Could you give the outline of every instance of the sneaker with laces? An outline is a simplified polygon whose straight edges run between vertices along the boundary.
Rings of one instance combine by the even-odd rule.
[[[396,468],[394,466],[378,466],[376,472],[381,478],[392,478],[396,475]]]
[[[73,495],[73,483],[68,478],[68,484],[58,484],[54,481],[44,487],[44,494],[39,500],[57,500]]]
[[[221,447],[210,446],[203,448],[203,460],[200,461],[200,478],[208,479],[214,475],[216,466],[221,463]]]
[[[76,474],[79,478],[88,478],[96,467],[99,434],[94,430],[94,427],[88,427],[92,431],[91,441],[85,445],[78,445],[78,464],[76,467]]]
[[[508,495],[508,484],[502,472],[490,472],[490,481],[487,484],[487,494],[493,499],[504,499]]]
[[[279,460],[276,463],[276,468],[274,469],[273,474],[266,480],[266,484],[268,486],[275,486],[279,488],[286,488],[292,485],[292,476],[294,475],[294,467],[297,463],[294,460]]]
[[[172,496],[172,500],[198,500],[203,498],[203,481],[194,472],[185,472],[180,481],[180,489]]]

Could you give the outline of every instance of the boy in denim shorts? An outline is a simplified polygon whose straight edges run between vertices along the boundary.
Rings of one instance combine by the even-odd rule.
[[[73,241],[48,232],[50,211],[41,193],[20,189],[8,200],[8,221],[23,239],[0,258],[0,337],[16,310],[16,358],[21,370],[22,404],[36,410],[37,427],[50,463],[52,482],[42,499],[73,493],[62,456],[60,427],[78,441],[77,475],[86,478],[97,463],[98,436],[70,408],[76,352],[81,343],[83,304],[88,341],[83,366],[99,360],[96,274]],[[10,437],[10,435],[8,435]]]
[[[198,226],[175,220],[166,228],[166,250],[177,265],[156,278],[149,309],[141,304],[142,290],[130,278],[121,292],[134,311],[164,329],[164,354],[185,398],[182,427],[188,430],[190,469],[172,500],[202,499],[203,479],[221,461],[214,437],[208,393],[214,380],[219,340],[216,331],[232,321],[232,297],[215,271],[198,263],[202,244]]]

☆ ☆ ☆ ☆

Objective:
Recast all the rows above as a Markdown table with two columns, Number and Text. Give every nonblank line its own entry, numbered in order, and leave out blank lines.

Response:
| Number | Text |
|---|---|
| 1 | Could you give the outline of every instance of the sneaker with laces? An outline is a simplified polygon whose straight edges run between vertices along the boundary. |
| 2 | Rings of one instance combine by the even-odd rule. |
| 3 | [[[396,468],[394,466],[378,466],[376,472],[381,478],[392,478],[396,475]]] |
| 4 | [[[73,495],[73,483],[68,478],[68,484],[58,484],[54,481],[44,487],[44,494],[39,500],[57,500]]] |
| 5 | [[[221,447],[210,446],[203,448],[203,460],[200,461],[200,478],[208,479],[214,475],[216,466],[221,463]]] |
| 6 | [[[76,474],[79,478],[88,478],[96,467],[99,434],[94,430],[94,427],[88,427],[92,431],[91,441],[85,445],[78,445],[78,464],[76,467]]] |
| 7 | [[[508,495],[508,484],[502,472],[490,472],[490,481],[487,484],[487,494],[493,499],[504,499]]] |
| 8 | [[[279,460],[276,463],[276,468],[274,469],[273,474],[266,480],[266,484],[268,486],[275,486],[279,488],[286,488],[292,485],[292,476],[294,475],[294,467],[297,463],[294,460]]] |
| 9 | [[[172,496],[172,500],[198,500],[203,498],[203,481],[194,472],[185,472],[180,481],[180,489]]] |
| 10 | Could you give the outline of every instance of the boy in denim shorts? An outline is a simplified polygon whose straight edges run between vertices along the boundary. |
| 11 | Rings of one instance combine by the even-odd rule. |
| 12 | [[[73,241],[48,232],[50,211],[41,193],[20,189],[8,200],[8,221],[23,239],[0,258],[0,337],[16,310],[16,358],[21,370],[22,404],[36,410],[37,427],[50,463],[52,482],[42,499],[73,493],[62,456],[60,427],[78,441],[77,475],[86,478],[97,463],[98,436],[70,408],[76,352],[81,343],[83,304],[88,341],[83,366],[99,360],[96,274]],[[10,437],[10,435],[8,435]]] |
| 13 | [[[198,226],[175,220],[166,228],[166,250],[177,265],[156,278],[149,309],[141,304],[142,290],[130,278],[121,292],[134,311],[164,329],[164,354],[185,398],[182,427],[188,430],[190,469],[172,500],[202,499],[203,479],[221,461],[214,437],[208,393],[214,380],[219,340],[216,331],[232,321],[232,297],[215,271],[198,263],[202,244]]] |